Debatte um Steueroasen: Zwischen Humbug und Heuchelei
Die ganze Aufregung um die Steueroasen im Vorfeld des G20-Gipfels sei nichts als „Humbug“, schrieb am vergangenen Wochenende der Financial Times-Kolumnist John Kay. „Die Steueroasen existieren, weil ihnen die großen Staaten dies gestatten, und die großen Staaten gestatten dies, weil die Kunden der Steueroasen die Reichen und Mächtigen sind.“ Früher fuhren die Herrschaften zum Glückspiel nach Monaco, weil das in ihren Heimatländern verpönt war. Heute besteht die typische Klientel der Offshor-Zentren aus Hedgefonds und allen möglichen Kapitalgesellschaften. Für finanziell Unbedarfte war und ist beides nichts. Schon die Reise nach Monaco kostete früher ein Vermögen. Und auch die Etablierung einer Offshore-Gesellschaft oder –Trusts heute ist zunächst einmal mit Kosten verbunden, die jenseits der Mittel liegen, über die der durchschnittliche Mitmensch verfügt.
Das Hauptanliegen des Kommentators mag sein, die Existenz von Steueroasen und Offshore-Zentren als ganz normale Angelegenheit darzustellen. Doch wo er Recht hat, hat er Recht. Tatsächlich ist in der aktuellen Auseinandersetzung, die in der neuen Ausgabe des Informationsbriefs Weltwirtschaft & Entwicklung nachgezeichnet wird (s. Abbildung), viel Heuchelei und Hahnenkampf im Spiel. London und New York gehören vor allem deshalb zu den größten Finanzplätzen, weil sie über geölte Beziehungen zu zahlreichen Inseln im Kanal und in der Karibik verfügen. Oder: Ende 2006 beispielsweise waren über die Hälfte der Offshore-Fonds in den USA registriert, die meisten im Bundesstaat Delaware – dessen großzügige Aufsichtsregeln ihn faktisch zu einer Offshore-Region machen.
Auch die Auseinandersetzung zwischen deutschen Politikern und Luxemburg ist nicht frei von Hypokrisie und abruptem Sinneswandel. Z.B. Steinbrück und Müntefering. Erst drohten die beiden dem Großherzogtum unverschämt mit der „Kavallerie“ (Steinbrück) oder schlicht „der Armee“ (Münterfering: „Früher hätte man in Steuerparadiese die Armee geschickt.“ – Der SPD-Vorsitzende muss da was verwechseln). Doch jetzt gab der deutsche Finanzminister anlässlich der Verleihung des Europapreises des deutschen Dienstleistungsgewerbes an den Luxemburgischen Ministerpräsidenten Jean-Claude Juncker zu Protokoll: „Doch ich würde mir wünschen, auch mit anderen Partnern so entspannt und zielorientiert an einer Problemlösung arbeiten zu können wie mit Luxemburg.“ Ganz entspannt und zielorientiert mit Schwarzen Listen drohen? Das ist offensichtlich schon wieder Schnee von gestern.

-=-=-=-=-

• AUFGABENSTELLUNG:
In welchem US-Bundesstaat waren laut dem Dokumenttext Ende 2006 die meisten der in den USA registrierten Offshore-Fonds angesiedelt?

(Quelldaten)

-=-=-=-=-

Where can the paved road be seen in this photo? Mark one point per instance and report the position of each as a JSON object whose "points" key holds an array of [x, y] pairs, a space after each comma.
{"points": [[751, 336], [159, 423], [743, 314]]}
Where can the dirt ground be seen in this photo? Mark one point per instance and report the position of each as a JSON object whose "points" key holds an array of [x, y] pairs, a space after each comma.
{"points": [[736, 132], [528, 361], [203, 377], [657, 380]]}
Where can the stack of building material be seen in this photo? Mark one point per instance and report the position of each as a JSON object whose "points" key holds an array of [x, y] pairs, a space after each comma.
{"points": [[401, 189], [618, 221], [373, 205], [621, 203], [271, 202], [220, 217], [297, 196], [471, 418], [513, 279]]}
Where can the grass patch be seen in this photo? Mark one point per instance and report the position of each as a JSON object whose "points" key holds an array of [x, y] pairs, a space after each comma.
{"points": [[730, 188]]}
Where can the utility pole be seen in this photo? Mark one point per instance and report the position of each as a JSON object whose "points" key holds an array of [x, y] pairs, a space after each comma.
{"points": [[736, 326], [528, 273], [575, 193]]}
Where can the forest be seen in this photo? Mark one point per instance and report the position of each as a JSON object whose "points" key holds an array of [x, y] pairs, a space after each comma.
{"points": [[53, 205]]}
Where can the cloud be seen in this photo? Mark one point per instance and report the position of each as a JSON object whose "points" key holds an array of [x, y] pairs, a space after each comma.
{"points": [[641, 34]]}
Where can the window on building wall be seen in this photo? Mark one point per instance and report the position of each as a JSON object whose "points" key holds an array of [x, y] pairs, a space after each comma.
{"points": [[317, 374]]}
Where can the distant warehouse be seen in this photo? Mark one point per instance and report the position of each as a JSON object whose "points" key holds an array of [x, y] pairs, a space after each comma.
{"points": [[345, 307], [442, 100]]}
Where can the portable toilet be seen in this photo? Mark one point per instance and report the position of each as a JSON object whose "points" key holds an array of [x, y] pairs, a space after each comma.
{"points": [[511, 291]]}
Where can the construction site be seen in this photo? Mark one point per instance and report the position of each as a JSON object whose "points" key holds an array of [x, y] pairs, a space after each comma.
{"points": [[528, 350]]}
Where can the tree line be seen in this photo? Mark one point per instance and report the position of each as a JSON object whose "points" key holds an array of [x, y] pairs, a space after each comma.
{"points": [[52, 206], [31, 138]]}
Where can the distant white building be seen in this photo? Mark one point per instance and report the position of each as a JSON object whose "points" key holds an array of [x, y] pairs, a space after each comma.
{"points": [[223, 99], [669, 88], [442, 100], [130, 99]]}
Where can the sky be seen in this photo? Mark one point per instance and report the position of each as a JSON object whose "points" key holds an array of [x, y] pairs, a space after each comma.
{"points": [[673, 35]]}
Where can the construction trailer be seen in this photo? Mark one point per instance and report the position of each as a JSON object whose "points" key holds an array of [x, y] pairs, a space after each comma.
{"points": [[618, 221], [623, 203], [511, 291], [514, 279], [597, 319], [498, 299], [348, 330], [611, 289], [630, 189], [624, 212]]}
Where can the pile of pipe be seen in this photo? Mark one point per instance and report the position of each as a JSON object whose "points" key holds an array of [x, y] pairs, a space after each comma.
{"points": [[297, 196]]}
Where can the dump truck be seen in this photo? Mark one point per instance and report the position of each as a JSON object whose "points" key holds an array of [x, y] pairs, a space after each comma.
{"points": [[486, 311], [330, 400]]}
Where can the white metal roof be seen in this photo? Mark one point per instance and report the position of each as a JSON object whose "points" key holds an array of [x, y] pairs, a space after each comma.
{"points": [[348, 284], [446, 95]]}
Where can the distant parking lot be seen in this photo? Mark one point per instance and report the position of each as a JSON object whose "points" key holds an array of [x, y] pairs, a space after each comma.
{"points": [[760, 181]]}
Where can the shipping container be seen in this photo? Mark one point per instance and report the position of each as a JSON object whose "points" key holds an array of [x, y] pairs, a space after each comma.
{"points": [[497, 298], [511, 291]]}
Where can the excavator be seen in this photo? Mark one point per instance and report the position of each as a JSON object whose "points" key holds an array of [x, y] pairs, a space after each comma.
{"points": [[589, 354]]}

-=-=-=-=-

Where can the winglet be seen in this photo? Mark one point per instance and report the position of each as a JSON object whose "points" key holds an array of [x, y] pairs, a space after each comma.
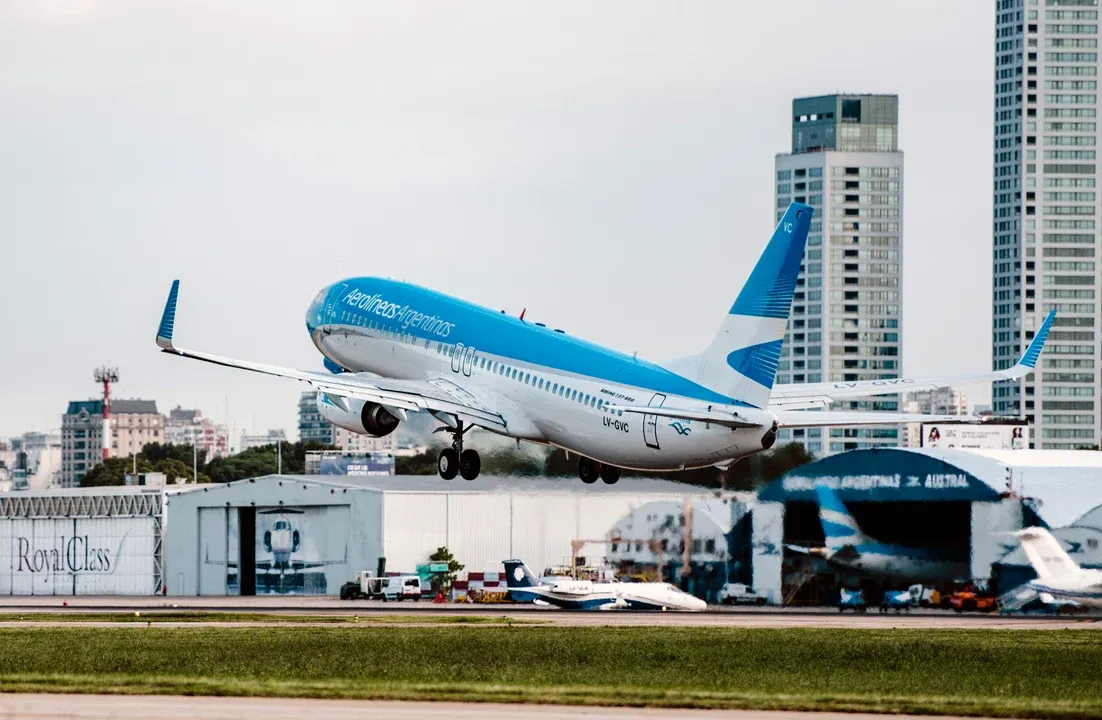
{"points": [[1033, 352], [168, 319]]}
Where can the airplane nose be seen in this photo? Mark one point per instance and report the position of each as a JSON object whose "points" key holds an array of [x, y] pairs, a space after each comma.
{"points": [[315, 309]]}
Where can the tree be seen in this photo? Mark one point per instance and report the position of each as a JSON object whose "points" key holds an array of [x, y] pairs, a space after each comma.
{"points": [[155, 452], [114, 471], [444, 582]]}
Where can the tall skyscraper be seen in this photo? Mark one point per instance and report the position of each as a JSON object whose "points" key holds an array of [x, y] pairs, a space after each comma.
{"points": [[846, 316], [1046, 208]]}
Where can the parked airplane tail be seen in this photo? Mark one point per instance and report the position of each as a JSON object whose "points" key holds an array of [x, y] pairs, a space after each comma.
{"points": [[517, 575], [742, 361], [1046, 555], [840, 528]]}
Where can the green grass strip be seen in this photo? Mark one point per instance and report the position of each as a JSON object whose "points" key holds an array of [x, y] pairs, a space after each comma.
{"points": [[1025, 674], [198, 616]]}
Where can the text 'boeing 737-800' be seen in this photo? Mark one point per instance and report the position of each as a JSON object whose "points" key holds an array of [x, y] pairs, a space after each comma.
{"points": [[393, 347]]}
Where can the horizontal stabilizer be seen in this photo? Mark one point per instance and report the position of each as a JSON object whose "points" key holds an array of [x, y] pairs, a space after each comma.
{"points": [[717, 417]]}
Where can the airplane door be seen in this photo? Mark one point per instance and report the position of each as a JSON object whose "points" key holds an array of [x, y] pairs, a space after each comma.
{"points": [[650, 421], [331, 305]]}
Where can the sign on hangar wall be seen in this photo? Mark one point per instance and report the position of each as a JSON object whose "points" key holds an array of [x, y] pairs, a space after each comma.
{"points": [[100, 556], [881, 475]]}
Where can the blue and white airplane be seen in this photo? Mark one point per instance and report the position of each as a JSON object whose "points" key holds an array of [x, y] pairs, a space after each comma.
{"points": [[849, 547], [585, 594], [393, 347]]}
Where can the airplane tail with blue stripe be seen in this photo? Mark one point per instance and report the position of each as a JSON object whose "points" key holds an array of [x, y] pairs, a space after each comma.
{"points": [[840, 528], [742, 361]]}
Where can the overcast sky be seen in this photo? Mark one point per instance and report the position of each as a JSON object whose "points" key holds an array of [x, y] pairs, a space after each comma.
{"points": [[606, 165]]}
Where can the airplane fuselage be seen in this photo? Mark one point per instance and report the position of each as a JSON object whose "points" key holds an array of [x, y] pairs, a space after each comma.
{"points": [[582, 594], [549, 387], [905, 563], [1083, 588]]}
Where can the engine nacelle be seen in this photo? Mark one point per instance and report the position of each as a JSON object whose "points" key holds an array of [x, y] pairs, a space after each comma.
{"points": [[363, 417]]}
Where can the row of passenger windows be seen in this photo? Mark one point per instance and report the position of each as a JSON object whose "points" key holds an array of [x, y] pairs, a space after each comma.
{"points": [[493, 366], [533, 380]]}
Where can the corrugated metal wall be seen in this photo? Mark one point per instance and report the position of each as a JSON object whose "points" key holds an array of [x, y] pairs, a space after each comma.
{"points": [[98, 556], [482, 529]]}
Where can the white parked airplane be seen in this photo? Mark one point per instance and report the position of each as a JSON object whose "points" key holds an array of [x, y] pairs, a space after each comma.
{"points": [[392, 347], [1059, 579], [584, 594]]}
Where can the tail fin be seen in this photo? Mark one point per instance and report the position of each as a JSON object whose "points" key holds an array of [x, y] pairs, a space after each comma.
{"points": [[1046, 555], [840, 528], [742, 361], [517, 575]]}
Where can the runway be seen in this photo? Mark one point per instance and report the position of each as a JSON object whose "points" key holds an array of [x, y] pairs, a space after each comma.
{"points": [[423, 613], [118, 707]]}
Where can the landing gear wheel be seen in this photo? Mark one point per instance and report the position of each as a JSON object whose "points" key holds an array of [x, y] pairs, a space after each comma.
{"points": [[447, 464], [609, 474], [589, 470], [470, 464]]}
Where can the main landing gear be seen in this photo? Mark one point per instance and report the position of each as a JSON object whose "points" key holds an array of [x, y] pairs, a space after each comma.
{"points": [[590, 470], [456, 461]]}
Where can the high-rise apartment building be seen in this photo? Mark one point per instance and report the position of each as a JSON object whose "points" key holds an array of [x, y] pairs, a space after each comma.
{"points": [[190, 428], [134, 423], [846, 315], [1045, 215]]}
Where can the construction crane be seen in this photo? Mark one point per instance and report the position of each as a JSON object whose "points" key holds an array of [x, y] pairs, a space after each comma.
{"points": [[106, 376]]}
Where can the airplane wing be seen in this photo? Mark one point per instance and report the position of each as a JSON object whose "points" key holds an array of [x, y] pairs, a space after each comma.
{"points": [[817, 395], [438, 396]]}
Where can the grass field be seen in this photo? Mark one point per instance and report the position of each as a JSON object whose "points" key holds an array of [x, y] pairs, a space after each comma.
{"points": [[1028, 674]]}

-=-=-=-=-

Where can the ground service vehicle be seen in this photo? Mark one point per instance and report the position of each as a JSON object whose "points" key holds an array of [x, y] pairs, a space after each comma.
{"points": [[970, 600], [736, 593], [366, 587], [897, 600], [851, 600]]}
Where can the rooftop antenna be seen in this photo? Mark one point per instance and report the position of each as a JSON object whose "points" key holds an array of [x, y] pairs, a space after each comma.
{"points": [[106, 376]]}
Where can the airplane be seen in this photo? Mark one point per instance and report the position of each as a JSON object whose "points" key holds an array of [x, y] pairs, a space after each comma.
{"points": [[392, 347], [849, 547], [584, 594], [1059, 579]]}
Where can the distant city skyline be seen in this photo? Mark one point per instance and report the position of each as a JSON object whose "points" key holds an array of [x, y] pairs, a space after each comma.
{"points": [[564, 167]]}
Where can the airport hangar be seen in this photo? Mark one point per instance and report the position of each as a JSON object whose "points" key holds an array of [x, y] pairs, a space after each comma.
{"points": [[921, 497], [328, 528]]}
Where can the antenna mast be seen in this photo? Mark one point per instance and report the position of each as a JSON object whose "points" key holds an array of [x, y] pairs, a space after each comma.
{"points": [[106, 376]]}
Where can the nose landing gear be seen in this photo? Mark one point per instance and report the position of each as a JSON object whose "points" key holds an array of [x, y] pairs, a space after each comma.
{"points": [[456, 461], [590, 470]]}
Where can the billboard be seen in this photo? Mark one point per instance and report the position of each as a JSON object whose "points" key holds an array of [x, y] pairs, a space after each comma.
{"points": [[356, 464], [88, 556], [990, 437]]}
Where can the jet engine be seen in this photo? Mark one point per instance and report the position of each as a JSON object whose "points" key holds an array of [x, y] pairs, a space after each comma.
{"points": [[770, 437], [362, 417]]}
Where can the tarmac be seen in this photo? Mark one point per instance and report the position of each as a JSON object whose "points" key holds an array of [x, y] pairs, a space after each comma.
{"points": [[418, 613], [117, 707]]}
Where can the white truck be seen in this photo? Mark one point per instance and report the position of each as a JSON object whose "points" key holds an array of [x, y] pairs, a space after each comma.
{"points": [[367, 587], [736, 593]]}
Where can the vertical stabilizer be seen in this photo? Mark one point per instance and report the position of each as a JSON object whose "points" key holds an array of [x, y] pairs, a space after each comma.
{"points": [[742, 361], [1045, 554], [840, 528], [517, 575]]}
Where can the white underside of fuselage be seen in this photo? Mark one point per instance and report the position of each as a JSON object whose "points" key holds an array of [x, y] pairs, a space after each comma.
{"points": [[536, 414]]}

-=-=-=-=-

• LÖSUNG:
Im Bundesstaat Delaware.